> **Source passage**:
--- START ---
So, I previously talked about how bilirubin is involved in that cycle of converting reactive oxygen species.
And that's the recycling that's happening of the bilirubin and biliverdin in the process.
With this slide I wanna talk about how it is that bilirubin is either eliminated through the feces and urine
or how it's recycled using the portal system of the body?
The process starts as before with heme being converted into biliverdin
and biliverdin being converted into bilirubin as we can see here.
Conjugation of the bilirubin creates bilirubin diglucuronide
which is necessary for the bilirubin to be soluble in the bile system as we can see here.
So the movement of bilirubin through the system involves the conjugation of bilirubin to diglucuronide
to solubilize it so that it can appear in the bile.
Moving from the bile, the bilirubin diglucuronide enters the intestinal system where it is metabolized by a bacteria.
These bacteria convert bilirubin diglucuronide into urobilinogen.
Now, the urobilinogen has a couple of different fates that it can undergo.
One fate is to go through the portal system and be recycled back into biliverdin.
Recycling is important because it saves additional things that the cell might need.
--- END ---
> **To do**:
Using the bilirubin transcript, answer the following:
(a) What compound does conjugation of bilirubin create?
(b) Into what do the bacteria in the intestinal system convert bilirubin diglucuronide?
(c) What is the one fate of urobilinogen that the transcript describes?

> **Dataset entries**:
--- START ---
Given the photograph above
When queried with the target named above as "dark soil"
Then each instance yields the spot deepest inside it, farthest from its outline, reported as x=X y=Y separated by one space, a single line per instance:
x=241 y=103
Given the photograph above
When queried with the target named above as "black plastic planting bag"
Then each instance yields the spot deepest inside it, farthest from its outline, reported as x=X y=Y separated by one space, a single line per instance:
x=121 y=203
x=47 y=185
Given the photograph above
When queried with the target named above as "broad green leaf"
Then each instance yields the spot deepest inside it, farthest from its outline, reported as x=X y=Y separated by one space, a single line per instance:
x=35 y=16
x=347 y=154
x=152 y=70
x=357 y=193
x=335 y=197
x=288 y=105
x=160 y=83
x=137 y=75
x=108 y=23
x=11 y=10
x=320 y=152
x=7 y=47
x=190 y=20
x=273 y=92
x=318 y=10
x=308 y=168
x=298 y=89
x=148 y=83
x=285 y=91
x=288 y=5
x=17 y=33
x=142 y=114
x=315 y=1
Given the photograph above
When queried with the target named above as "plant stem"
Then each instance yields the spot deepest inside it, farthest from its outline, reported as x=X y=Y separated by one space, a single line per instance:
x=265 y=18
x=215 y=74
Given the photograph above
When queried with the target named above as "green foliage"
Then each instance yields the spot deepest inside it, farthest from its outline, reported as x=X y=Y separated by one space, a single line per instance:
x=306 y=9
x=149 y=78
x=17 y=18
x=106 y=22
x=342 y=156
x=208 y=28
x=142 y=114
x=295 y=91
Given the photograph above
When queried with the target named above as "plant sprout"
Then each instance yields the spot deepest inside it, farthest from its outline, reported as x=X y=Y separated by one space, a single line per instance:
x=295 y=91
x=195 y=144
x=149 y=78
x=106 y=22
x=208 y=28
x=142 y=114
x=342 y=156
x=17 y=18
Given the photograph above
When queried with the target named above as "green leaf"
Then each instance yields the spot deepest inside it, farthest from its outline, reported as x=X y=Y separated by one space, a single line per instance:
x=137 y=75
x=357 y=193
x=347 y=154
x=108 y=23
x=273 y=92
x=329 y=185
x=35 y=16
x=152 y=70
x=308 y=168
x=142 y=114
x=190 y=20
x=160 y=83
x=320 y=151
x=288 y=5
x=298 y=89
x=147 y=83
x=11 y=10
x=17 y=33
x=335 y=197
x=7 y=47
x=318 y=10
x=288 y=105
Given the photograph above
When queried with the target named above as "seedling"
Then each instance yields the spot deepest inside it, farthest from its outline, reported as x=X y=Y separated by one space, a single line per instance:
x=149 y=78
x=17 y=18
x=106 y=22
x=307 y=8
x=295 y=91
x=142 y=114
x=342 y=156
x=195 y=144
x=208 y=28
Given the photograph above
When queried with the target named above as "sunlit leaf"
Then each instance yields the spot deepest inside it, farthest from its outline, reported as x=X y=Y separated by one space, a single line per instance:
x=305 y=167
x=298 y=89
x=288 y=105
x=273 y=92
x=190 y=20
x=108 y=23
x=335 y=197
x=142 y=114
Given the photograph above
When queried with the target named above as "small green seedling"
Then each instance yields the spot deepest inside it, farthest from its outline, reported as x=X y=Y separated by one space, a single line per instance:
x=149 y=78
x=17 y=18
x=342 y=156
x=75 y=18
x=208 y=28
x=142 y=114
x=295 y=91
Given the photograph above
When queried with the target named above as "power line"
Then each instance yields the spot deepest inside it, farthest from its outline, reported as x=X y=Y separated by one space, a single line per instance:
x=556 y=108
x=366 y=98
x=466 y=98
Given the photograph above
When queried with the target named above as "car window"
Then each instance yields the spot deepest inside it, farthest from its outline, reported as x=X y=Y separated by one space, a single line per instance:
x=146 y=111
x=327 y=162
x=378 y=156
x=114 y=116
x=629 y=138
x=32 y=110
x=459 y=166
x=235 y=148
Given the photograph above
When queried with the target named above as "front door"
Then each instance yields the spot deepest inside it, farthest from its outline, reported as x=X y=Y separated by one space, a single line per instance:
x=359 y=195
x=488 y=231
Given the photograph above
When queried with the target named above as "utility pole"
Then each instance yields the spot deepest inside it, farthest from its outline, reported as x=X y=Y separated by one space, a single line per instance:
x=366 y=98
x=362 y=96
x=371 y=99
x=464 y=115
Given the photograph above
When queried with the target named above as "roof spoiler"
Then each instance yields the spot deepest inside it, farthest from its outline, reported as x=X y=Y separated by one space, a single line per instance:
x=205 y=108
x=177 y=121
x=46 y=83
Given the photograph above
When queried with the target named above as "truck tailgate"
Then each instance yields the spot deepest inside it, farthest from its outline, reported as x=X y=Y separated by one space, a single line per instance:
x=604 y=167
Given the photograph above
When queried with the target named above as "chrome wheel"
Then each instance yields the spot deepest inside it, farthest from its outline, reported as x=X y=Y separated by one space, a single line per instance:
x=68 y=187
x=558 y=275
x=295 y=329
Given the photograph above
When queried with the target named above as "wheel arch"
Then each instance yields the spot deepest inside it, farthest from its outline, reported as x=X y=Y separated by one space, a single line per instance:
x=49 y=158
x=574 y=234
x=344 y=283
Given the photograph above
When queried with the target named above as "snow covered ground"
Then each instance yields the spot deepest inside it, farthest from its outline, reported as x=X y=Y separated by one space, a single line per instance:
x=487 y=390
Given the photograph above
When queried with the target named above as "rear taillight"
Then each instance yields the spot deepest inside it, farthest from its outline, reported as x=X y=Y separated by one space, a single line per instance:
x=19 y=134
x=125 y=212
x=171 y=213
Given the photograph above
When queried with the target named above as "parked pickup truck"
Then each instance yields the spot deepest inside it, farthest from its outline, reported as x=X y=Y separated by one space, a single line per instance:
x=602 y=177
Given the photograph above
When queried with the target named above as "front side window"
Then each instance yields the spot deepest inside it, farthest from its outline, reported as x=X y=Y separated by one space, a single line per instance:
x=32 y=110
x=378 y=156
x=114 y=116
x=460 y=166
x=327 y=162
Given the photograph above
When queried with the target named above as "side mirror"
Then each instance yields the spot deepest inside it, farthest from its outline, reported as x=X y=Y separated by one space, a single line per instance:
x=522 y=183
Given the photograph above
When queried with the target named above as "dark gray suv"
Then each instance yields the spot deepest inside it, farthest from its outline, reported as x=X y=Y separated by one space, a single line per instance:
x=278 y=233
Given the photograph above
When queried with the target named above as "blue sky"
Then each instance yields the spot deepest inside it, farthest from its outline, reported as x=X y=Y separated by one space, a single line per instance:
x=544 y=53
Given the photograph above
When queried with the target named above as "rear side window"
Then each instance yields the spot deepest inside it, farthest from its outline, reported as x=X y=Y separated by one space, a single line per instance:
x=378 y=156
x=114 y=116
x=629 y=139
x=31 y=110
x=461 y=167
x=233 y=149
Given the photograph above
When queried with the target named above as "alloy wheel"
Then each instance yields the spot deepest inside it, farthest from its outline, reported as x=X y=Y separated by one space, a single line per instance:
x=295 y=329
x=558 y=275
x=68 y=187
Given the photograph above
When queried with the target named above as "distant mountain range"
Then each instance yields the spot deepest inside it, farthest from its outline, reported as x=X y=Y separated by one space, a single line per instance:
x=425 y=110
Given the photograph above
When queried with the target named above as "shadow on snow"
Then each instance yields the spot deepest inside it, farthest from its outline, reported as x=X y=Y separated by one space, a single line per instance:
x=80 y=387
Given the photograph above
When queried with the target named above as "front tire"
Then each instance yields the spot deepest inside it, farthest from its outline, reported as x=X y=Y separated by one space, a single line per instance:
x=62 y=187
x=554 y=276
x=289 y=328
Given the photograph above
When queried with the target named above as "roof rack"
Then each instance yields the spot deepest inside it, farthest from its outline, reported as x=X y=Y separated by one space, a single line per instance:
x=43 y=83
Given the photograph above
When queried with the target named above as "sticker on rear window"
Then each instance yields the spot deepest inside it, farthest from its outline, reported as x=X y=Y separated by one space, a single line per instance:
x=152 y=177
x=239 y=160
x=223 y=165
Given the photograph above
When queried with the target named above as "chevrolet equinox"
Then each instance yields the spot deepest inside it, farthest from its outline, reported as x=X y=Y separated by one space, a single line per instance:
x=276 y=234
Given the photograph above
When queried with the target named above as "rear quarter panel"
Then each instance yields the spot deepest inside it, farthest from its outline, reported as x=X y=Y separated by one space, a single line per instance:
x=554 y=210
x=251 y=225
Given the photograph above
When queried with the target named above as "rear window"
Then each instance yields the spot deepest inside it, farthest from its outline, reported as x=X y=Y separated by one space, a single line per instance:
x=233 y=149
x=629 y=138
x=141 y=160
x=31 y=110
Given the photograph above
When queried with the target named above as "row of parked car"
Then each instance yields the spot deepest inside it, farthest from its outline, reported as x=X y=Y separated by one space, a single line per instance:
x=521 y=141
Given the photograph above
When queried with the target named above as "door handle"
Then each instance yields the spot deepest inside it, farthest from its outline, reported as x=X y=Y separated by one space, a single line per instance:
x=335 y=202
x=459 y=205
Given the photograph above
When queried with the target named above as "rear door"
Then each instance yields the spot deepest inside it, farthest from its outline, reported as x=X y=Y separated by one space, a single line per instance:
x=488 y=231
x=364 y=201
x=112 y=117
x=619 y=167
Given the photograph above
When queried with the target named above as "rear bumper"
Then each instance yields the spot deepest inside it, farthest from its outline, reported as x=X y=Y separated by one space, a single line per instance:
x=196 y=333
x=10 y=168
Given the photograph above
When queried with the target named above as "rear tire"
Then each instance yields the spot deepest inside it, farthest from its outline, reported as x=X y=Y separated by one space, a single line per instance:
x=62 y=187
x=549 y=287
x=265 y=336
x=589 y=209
--- END ---
> **Response to this exercise**:
(a) Bilirubin diglucuronide.
(b) Urobilinogen.
(c) It goes through the portal system and is recycled back into biliverdin.